[Referring expression pointing data]
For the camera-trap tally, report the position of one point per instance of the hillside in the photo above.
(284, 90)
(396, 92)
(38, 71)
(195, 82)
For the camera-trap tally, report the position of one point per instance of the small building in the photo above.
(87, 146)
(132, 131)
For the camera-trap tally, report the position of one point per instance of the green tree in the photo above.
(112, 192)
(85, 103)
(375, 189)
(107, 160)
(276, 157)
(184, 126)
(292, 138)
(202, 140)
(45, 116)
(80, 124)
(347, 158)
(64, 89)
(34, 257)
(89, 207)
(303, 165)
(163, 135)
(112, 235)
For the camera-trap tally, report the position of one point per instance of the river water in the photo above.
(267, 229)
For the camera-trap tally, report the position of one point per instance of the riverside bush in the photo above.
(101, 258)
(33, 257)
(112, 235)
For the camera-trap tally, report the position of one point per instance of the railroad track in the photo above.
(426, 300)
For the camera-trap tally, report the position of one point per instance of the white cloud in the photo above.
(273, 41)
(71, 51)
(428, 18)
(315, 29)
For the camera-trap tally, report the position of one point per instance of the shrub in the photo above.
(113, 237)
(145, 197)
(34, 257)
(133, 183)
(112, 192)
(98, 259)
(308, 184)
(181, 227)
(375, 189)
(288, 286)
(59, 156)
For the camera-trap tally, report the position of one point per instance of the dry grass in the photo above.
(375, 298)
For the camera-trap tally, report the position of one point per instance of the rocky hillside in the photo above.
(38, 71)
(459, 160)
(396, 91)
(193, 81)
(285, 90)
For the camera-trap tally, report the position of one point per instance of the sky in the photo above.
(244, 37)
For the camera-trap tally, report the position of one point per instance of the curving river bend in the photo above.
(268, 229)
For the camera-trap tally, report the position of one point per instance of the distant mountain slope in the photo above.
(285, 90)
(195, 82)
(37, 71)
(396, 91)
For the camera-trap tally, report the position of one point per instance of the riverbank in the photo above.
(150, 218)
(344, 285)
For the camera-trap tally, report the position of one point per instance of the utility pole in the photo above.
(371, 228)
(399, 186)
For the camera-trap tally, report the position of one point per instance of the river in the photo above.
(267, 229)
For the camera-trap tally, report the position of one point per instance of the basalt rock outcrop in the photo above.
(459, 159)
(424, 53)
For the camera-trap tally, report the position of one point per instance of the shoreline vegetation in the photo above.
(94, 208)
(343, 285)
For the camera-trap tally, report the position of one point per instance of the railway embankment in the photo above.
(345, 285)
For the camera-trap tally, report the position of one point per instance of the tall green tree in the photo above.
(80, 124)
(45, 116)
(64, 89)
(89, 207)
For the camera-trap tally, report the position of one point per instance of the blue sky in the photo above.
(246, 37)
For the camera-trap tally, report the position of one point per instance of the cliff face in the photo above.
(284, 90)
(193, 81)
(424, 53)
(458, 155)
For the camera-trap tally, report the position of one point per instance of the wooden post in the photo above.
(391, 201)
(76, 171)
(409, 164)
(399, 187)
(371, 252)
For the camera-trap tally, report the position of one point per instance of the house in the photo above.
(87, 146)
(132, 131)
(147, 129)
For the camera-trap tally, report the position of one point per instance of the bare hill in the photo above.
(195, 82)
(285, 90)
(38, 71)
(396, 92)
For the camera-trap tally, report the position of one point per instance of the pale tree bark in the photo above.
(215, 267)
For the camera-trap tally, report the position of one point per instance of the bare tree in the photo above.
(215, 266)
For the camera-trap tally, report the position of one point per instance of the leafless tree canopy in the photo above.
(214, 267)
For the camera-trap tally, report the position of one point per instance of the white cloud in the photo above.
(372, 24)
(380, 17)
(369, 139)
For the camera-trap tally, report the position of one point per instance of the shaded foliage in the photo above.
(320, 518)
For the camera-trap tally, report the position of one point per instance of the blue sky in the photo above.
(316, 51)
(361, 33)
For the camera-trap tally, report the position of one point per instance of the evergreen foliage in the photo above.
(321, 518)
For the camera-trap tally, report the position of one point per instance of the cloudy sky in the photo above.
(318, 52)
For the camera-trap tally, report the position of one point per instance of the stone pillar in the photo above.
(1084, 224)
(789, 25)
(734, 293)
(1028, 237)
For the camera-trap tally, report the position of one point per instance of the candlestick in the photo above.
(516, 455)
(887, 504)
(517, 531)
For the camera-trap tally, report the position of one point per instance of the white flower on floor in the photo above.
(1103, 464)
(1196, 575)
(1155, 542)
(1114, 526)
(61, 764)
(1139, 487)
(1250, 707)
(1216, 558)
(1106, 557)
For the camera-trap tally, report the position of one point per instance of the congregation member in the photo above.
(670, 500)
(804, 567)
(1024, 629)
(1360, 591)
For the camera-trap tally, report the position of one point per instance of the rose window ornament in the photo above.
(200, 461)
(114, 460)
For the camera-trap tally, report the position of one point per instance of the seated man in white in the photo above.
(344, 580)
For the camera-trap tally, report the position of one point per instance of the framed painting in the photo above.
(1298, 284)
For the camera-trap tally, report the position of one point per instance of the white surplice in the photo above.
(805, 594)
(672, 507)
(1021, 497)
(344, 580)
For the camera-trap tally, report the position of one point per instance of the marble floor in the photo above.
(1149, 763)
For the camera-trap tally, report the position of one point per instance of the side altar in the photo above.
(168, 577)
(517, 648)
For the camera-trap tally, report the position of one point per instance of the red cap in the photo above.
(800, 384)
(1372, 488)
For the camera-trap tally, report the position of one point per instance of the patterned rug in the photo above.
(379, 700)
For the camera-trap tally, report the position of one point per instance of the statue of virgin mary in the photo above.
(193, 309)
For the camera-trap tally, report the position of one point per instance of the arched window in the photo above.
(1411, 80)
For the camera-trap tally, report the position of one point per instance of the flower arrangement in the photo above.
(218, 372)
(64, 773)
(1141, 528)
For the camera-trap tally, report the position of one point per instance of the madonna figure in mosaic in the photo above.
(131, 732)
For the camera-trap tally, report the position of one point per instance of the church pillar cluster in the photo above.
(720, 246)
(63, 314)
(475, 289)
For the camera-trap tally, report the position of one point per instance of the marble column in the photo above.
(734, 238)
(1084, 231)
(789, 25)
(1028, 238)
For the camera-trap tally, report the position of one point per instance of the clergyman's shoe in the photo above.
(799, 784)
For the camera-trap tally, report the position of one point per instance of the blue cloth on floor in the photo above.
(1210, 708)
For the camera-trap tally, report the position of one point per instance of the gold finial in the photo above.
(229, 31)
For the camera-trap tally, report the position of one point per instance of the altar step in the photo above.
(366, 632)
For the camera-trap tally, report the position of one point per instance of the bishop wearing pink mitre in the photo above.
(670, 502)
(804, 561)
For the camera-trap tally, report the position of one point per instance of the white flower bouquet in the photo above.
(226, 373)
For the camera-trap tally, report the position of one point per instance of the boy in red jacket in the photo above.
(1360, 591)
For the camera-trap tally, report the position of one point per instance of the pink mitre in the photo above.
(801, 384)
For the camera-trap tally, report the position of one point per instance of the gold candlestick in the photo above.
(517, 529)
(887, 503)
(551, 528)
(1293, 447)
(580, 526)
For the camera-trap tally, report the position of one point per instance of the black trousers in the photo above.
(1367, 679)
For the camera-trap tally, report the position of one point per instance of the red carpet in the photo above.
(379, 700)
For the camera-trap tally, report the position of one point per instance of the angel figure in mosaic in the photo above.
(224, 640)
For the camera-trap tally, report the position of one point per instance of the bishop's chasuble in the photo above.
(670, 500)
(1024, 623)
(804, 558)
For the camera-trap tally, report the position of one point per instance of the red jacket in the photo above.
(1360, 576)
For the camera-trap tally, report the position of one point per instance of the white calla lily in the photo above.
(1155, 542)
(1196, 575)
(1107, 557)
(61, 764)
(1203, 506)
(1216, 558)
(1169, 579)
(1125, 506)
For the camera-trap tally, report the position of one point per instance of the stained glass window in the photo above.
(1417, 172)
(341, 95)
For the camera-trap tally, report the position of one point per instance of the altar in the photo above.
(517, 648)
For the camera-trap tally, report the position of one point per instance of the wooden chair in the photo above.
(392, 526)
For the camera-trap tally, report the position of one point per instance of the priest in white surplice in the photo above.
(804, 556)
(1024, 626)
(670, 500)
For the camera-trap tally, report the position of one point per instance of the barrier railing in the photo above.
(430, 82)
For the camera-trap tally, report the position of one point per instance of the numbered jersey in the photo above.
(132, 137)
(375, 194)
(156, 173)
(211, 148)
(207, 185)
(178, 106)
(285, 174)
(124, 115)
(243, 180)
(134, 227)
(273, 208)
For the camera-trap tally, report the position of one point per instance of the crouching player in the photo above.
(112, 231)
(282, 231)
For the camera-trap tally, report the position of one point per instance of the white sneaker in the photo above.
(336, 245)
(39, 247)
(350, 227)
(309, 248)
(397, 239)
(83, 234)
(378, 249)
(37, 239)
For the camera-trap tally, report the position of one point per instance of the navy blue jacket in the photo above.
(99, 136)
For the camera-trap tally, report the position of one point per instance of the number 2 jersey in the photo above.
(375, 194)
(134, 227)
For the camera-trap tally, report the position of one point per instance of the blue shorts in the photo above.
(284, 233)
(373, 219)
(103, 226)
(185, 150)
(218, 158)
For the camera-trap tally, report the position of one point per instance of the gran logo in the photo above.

# [Exercise objective]
Your reply should be an exact copy of every line from the line with "in white surplice in the photo above." through the final line of the data, and nothing more.

# [Your solution]
For the camera-trap tally, report the position of one point per instance of the priest in white surplice in the photo above.
(804, 556)
(1024, 626)
(670, 500)
For the camera-trap tally, report the position of one point per instance of the barrier railing in the photo above.
(430, 82)
For the camera-trap tally, report the position of one point per instance of the numbered jersey in the photo above.
(132, 137)
(375, 194)
(156, 173)
(211, 148)
(207, 185)
(178, 106)
(285, 174)
(124, 115)
(243, 180)
(134, 227)
(273, 208)
For the camera-trap tally, report the position of one point per instance of the crouching player in the photo above.
(112, 231)
(282, 231)
For the camera-trap tally, report the position of one point per instance of the white sneaker in the photo above.
(336, 245)
(39, 247)
(350, 227)
(309, 248)
(397, 239)
(83, 234)
(378, 249)
(37, 239)
For the camera-trap tally, report the position of one point per instance of the navy blue jacket in the photo above.
(99, 136)
For the camera-trap tally, report the position of one point per instance of the number 2 jersey in the photo above.
(375, 194)
(134, 227)
For the camera-trap tally, report the position of one point per instance of the blue shorts in the photo above.
(284, 233)
(373, 219)
(103, 226)
(185, 150)
(218, 158)
For the camera-trap tally, report the position of one point per instance of the gran logo in the photo above.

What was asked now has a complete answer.